↓

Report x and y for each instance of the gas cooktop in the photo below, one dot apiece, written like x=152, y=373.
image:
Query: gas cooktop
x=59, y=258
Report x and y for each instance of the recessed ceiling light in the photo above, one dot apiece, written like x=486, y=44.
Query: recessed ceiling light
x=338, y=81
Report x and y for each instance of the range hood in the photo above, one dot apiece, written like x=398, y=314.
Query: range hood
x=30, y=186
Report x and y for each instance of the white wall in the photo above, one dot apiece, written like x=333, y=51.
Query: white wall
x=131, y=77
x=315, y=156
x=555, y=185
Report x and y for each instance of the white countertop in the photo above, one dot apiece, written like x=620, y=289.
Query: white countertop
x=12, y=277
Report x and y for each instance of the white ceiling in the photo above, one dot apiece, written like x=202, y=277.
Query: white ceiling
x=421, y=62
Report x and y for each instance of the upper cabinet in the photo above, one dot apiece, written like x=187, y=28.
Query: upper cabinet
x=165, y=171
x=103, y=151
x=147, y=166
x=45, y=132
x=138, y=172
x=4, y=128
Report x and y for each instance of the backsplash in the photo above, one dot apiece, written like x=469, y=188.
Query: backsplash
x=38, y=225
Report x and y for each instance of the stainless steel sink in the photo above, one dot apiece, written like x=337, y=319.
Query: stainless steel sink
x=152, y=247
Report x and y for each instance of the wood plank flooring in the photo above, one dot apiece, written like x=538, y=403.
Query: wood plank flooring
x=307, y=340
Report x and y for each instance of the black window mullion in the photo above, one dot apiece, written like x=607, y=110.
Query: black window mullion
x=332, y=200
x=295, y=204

↑

## Task to complete
Scale the stretch from the start of the records above through the line containing "x=30, y=186" by rewriting every line in it, requests included, with each answer coordinate multiplied by 1.25 and rounded to a whole number, halves up. Leave the numbers in the requests and their format samples unchanged.

## Written answer
Report x and y for each instance of the gas cooktop in the photo below, one dot apiece, written like x=152, y=373.
image:
Query: gas cooktop
x=74, y=323
Report x and y for each instance of the recessed ceiling light in the photo above, one dot apiece, written like x=486, y=44.
Query: recessed ceiling light
x=423, y=101
Report x and y for each instance of the range hood in the photo above, one dot apiece, written like x=398, y=314.
Query: range hood
x=38, y=233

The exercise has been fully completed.